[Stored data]
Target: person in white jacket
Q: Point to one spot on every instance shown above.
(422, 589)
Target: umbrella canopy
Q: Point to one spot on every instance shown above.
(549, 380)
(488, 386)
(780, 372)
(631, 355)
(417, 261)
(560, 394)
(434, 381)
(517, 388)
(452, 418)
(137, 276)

▶ **Aim of the exercise**
Echo the lines above without any change.

▶ **Written reply**
Target: person in white jacket
Q: Point to one spot on every instance shown above.
(422, 589)
Target: umbrella canopy
Q: Point to one spot on every instance shown above.
(549, 380)
(488, 386)
(780, 372)
(631, 355)
(417, 261)
(560, 394)
(434, 381)
(517, 388)
(452, 418)
(137, 276)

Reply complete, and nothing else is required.